Okay, sorry, rant over. Back to the topic at hand: dog on a plane. If you’re traveling this holiday season you are almost guaranteed to see a dog, or other animal, in the airport. You might even have one on your plane, and if you do, don’t panic! It’s just a dog, a dog with a very important job so don’t distract it.
Things not to do:
1) Scream and run over to dog and start petting it.
2) Ask the person “what’s wrong with you?” or any variation of it. It is not your business what their disability is.
3) Take pictures
I shouldn’t have to say this, but one time the guy sitting next to me kept taking pictures of Bella on his phone and I finally told him I would start charging him for them. He thankfully stopped
4) Video the team
This also should be a no brainer but it has happened more than once.
5) Question the validity of the team
You are not the service dog police. If the dog is behaving, don’t worry about if they are or aren’t breaking the law, by that point it’s not worth fighting.
6) Baby talk: just no.
7)Yelling or getting mad at the person for not letting you play with their dog.
8)Feed the dog: it’s like a gremlin, so just don’t.
9) Tell stories about how you know a guy who knows a guy who has a dog.
While this may seem nice, if I stop for everyone who wants to talk, I might miss my flight. And honestly, do you like strangers stopping you at busy airports? The answer is probably no.
10) Stop the boarding process because there is a dog on the plane.
Things you can and should do:
1) Ignore the team and let them travel in as much peace as you can have in an airport
2) Be a decent human being and mind your own business.

> Records

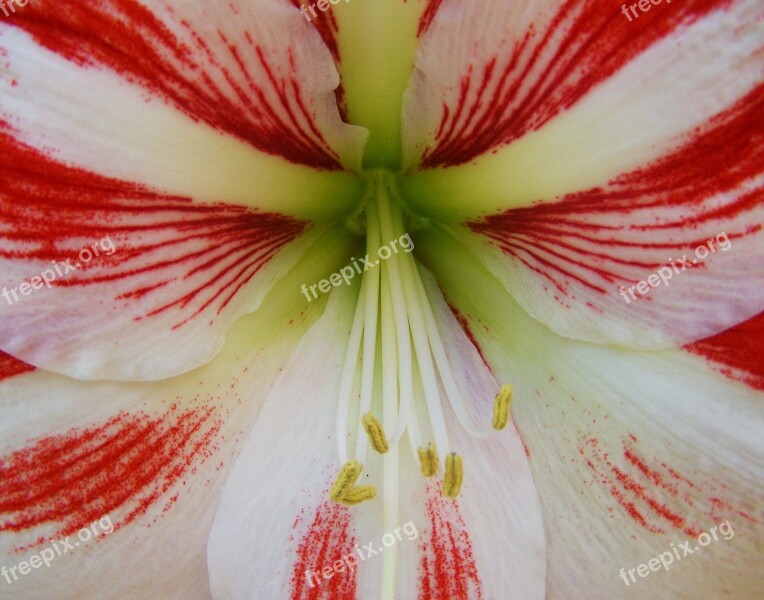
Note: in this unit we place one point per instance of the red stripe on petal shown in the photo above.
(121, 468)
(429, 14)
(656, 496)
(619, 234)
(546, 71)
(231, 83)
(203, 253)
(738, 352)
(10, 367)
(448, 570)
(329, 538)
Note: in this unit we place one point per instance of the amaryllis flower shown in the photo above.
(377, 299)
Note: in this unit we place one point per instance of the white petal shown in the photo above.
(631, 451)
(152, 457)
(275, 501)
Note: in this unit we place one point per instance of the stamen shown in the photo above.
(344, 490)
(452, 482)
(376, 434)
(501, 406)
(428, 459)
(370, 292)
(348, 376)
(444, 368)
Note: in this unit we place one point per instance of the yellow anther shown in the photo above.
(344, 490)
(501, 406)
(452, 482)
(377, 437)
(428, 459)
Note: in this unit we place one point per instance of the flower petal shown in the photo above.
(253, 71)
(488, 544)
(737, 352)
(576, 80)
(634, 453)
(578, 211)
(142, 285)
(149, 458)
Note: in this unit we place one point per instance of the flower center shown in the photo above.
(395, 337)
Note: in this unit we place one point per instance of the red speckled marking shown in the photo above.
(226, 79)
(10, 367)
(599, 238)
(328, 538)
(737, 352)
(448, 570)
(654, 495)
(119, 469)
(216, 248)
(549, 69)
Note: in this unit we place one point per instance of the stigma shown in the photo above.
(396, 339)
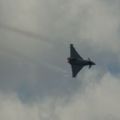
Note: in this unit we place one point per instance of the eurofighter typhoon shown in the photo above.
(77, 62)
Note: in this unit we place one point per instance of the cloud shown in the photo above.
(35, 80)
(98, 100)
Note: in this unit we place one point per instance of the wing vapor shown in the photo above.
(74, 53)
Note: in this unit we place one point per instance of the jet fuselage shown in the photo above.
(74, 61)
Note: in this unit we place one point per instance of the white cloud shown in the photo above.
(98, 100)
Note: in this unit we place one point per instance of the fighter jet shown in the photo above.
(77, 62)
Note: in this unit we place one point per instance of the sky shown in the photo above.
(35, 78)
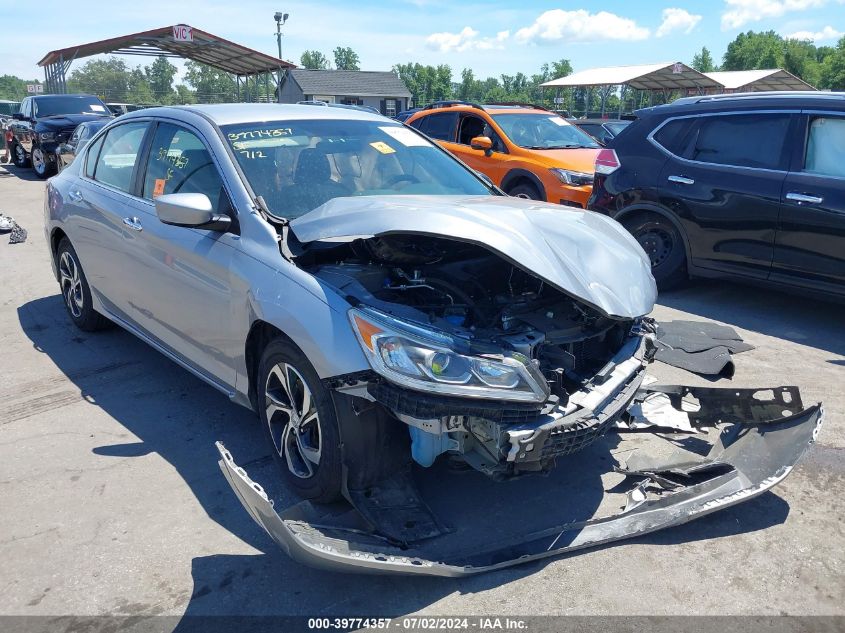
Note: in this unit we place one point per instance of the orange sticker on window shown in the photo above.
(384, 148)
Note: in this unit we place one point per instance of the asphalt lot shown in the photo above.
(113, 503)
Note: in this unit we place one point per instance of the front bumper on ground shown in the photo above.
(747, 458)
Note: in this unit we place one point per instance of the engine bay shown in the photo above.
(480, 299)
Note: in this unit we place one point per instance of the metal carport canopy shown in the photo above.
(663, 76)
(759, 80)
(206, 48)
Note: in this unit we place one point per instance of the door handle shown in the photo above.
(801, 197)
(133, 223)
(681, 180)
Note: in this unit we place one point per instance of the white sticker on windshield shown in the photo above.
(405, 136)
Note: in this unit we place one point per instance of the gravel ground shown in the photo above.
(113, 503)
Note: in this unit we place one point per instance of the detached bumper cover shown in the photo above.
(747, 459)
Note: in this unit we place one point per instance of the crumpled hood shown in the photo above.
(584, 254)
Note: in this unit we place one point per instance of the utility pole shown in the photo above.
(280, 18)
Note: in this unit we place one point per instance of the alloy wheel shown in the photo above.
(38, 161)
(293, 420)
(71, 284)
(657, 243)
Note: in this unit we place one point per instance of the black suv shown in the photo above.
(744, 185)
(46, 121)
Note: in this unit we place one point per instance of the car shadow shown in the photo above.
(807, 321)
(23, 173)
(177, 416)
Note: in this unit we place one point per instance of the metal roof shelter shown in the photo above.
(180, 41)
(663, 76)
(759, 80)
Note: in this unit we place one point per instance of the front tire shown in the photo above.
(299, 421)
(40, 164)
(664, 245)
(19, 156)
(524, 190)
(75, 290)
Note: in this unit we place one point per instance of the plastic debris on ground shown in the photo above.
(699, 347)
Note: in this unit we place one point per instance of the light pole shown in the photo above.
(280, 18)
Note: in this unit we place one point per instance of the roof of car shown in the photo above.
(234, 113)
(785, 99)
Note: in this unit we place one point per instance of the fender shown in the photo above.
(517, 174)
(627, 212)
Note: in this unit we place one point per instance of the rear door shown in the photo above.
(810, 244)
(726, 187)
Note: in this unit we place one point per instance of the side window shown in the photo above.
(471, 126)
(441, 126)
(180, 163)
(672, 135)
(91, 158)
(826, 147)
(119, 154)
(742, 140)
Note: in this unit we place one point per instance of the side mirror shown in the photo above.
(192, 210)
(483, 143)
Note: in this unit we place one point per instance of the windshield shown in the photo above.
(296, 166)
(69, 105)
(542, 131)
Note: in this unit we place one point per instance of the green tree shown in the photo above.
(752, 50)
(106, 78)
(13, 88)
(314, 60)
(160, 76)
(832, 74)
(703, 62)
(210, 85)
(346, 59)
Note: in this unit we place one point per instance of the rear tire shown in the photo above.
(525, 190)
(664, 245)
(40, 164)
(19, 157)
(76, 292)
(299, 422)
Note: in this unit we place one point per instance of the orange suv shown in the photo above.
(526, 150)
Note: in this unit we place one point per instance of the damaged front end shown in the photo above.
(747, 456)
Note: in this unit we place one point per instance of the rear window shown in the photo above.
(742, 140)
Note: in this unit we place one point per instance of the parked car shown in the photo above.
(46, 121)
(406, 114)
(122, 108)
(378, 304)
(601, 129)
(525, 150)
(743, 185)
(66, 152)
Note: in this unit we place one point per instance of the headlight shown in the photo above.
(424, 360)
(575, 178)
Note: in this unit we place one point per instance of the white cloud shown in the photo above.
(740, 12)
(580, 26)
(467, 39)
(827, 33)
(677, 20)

* * *

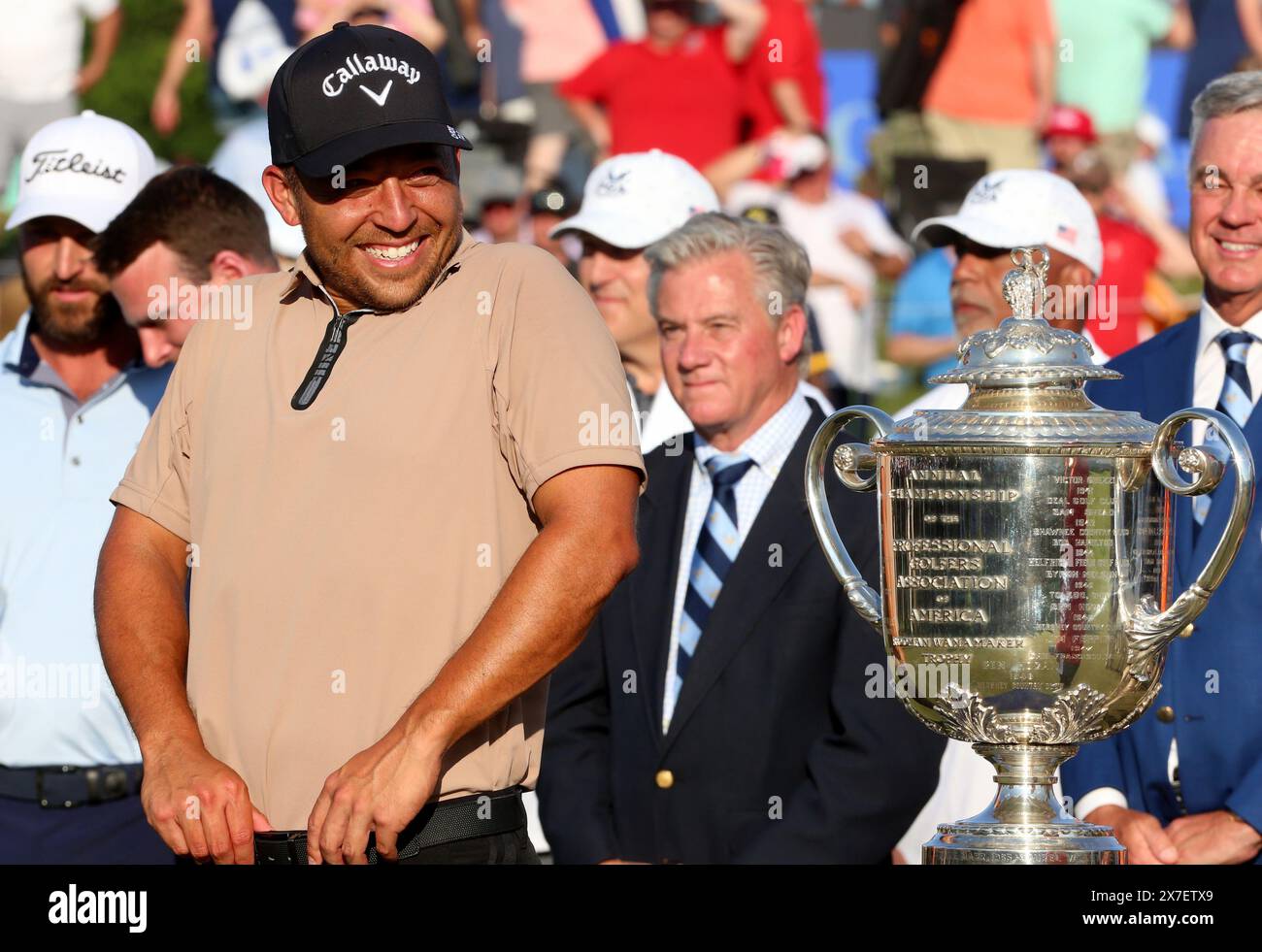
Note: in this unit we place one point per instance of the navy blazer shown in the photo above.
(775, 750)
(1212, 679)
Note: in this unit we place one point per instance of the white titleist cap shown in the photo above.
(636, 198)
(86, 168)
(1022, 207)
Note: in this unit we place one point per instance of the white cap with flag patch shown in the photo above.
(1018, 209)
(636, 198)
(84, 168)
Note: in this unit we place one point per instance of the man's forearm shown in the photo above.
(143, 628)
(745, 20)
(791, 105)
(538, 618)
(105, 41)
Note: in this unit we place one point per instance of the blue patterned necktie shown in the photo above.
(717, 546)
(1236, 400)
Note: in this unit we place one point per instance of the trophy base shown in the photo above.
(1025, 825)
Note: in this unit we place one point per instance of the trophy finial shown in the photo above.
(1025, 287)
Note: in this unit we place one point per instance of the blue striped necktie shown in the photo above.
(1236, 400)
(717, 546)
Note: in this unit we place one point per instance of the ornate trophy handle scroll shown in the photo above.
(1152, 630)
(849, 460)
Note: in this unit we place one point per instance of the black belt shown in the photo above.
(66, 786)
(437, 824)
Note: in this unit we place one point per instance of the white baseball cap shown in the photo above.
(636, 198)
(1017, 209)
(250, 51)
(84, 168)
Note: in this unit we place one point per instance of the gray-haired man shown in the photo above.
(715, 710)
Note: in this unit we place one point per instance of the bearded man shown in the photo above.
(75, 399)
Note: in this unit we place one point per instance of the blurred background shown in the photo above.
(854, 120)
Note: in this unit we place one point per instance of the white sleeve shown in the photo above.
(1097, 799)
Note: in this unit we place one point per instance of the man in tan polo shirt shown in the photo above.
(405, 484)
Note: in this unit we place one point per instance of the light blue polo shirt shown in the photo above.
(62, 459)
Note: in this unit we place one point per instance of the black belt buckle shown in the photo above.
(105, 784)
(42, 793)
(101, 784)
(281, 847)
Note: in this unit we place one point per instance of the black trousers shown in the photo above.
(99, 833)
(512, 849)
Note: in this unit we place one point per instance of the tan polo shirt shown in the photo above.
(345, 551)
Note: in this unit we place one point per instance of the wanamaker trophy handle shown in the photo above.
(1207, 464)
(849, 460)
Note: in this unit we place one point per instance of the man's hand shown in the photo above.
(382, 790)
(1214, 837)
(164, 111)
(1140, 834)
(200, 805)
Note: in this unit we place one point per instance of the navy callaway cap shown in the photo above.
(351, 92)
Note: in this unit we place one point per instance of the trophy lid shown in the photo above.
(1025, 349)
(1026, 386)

> Tasks and exercises
1. Write out the records from the line with "patterned necktie shown in the photo above." to the line with "(1025, 825)", both lines included.
2. Continue the post on traveling near a service dog from its last line.
The post about service dogs at airports and the records were drawn from separate sources.

> Exercise responses
1.
Note: in this unit we place one point per instance of the blue patterned necktie shown in the photo above.
(717, 546)
(1236, 400)
Note: in this unit we place one point per instance of the trophy base shown in the photo above.
(1025, 825)

2.
3) If you do talk to them, be polite and don’t cross boundaries.
4) Talk to airport personnel if there is a problem.
If you see the dog misbehaving, like peeing on things or biting people, don’t handle it yourself, find an airport employee to handle it.
5) Not sure how to title this… Switch seats?
If it looks like you are boarding a plane with a dog and you have allergies or are afraid of dogs, it is totally in your rights to ask to move seats. You cannot ask to move the dog but you can ask to be located at a different part of the plane. Just please don’t do this by standing in the isle yelling about the dog. Flight attendants can be very nice accommodating people as long as you are not yelling at them and holding up the boarding process
6) Smile because you see a nice working dog and then go about your traveling business.
I am sure there are more or nicer ways to say things but I am running out of steam, as it was a long week. So I will end with this; have a Happy Holiday Season! (which ever holiday you may be celebrating) And safe travels. Don’t let the travel get to you and enjoy your vacations.